### Trecho
Decorrência da modificação havida é que continua vedada a acumulação de proventos de mais de um cargo, bem como de proventos com vencimentos ou salários de outro qualquer cargo, emprego ou função, isso não apenas em relação à Administração Direta, mas também em face de autarquias , empresas públicas, sociedades de economia mista e fundações mantidas pelo Poder Público, salvo as exceções das alíneas a, b e c, do mencionado inciso XIV. (sic).
Entendimento em sentido contrário levaria a ter-se de admitir a possibilidade de acumulação, não dos proventos de um só cargo, mas de dois ou até três, com vencimento de um outro, o que soaria como verdadeiro absurdo. (....) com o fito de ver duplicados os vencimentos, situação que, além de reveladora de acumulação, constituiria flagrante atentado ao princípio da moralidade, expressamente consagrado no art. 37, caput, da Constituição Federal."
(Voto do Min. Ilmar Galvão)

Registros do conjunto de dados
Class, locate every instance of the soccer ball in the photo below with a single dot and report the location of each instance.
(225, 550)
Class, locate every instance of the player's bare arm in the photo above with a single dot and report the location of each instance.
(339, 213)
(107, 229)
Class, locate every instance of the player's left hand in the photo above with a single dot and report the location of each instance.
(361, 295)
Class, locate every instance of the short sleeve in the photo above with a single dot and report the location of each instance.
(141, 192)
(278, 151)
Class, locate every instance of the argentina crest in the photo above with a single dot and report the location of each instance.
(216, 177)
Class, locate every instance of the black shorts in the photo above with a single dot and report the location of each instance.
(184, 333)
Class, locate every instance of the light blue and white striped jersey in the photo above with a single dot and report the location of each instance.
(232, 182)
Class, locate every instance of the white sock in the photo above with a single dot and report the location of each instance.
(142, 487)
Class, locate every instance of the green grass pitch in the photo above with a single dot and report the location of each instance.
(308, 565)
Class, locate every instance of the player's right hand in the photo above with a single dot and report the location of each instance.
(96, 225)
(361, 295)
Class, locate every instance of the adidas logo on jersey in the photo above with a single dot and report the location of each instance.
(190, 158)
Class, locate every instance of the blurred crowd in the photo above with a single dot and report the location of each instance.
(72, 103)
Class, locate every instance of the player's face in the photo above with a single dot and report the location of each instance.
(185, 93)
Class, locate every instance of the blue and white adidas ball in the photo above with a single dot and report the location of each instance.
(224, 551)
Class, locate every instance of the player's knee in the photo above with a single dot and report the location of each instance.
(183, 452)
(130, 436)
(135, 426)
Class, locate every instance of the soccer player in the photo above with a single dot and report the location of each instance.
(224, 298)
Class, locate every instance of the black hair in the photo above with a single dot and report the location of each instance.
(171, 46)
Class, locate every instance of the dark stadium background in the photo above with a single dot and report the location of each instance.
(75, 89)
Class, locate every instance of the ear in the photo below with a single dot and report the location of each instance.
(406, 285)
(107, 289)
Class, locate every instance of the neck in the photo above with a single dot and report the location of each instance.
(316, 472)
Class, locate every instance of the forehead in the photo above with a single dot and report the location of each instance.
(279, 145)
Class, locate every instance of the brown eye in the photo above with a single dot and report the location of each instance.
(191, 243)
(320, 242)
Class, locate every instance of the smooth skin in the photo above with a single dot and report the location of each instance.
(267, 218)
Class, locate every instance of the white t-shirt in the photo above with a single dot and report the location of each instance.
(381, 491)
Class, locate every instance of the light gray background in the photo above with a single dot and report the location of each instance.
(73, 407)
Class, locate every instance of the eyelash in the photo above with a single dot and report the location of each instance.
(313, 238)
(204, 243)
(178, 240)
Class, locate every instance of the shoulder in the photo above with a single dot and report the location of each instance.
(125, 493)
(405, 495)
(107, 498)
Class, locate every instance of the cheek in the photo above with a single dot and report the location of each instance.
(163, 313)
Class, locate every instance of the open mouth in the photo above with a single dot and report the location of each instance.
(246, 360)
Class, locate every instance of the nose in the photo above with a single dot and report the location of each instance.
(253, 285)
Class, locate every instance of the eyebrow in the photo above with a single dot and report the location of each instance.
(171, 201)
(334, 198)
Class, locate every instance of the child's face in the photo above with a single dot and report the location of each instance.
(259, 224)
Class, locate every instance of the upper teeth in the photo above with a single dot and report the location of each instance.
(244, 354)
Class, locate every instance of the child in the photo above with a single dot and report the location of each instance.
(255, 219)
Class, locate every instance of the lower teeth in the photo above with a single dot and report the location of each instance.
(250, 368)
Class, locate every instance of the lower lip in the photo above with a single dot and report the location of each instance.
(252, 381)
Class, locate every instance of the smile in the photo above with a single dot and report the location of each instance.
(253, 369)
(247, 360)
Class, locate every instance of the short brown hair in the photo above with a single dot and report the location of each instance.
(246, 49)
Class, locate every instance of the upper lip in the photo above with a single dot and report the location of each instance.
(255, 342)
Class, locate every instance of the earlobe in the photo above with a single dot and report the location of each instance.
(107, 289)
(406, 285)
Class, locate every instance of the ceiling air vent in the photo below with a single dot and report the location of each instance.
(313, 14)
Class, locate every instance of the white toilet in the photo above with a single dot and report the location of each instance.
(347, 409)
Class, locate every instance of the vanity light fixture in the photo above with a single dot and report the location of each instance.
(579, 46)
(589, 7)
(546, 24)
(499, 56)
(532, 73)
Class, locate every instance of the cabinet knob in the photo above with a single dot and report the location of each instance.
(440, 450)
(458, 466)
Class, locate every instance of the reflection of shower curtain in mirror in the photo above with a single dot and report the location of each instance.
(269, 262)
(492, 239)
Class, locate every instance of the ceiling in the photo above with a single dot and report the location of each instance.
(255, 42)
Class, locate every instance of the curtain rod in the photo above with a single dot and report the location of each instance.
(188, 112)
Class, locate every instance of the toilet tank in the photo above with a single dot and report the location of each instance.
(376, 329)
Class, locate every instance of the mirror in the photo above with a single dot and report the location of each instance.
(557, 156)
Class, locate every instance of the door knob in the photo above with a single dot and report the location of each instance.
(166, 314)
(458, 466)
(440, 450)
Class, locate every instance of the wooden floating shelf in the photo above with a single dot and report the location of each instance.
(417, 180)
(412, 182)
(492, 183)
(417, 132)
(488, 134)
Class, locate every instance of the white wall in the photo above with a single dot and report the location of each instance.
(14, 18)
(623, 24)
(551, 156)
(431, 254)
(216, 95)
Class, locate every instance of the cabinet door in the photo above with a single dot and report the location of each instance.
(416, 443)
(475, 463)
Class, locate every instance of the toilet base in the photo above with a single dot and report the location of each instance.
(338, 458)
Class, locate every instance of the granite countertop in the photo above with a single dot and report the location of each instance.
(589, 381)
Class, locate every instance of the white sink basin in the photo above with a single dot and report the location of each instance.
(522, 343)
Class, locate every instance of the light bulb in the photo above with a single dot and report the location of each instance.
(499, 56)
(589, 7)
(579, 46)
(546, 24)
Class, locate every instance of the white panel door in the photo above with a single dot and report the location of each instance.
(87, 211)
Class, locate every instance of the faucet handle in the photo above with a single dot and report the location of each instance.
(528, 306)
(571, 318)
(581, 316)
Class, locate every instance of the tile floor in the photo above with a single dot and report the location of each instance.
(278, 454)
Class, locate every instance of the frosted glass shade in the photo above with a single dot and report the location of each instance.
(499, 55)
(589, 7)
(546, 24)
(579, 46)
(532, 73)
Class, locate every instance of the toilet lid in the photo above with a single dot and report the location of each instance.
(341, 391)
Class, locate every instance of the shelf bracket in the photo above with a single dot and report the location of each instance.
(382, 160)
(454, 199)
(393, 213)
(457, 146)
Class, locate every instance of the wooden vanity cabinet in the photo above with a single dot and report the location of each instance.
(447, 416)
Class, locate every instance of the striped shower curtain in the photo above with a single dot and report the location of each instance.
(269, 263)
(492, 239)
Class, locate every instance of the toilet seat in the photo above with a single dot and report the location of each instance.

### Tarefas a cumprir
**a.** Reproduza sem alterações o trecho sobre acumulação de proventos, começando nas palavras "Decorrência da modificação" e parando depois de "inciso XIV. (sic).".
**b.** Além da Administração Direta, a que entidades o trecho sobre acumulação de proventos estende a vedação? Liste todas.
**c.** Dê continuidade ao trecho sobre acumulação de proventos a partir do ponto em que ele termina.

### Respostas em ordem
**a.**
Decorrência da modificação havida é que continua vedada a acumulação de proventos de mais de um cargo, bem como de proventos com vencimentos ou salários de outro qualquer cargo, emprego ou função, isso não apenas em relação à Administração Direta, mas também em face de autarquias , empresas públicas, sociedades de economia mista e fundações mantidas pelo Poder Público, salvo as exceções das alíneas a, b e c, do mencionado inciso XIV. (sic).

**b.**
- autarquias
- empresas públicas
- sociedades de economia mista
- fundações mantidas pelo Poder Público

**c.**
"Com efeito, impõe-se destacar, na análise do thema decidendum, que a Constituição revela-se inquestionavelmente hostil às acumulações remuneradas de cargos, funções ou empregos públicos. O texto da Lei Fundamental promulgada em 1988 instituiu, em seu art. 37, XVI, a regra geral da inacumulabilidade funcional. Essa tem sido a posição tradicional vigente no direito positivo nacional e consagrado, desde a Carta Federal de 1891 (art. 73), pelas sucessivas Constituições republicanas brasileiras (CF/34, art. 172; CF/37, art. 159; CF/46, art. 185; CF/67, art. 97 e CF/69, art. 99).
Tenho para mim (...) que contraria a tradição do direito positivo brasileiro, tanto quanto dissente da jurisprudência firmada no tema em questão pelos Tribunais, o argumento de que os aposentados, por não mais ocuparem cargos públicos, estariam excluídos da regra geral de inacumulabilidade."
(Voto do Min. Celso de Mello).
"Já foi dito, nesta assentada, e com procedência, que a tradição do constitucionalismo brasileiro é no sentido da vedação de acumulações. Esse tratamento à espécie veio, até nós, desde o sistema português. (....) O decreto de 16 de junho de 1824, do Príncipe regente, reforçou a proibição de acumulações. (...).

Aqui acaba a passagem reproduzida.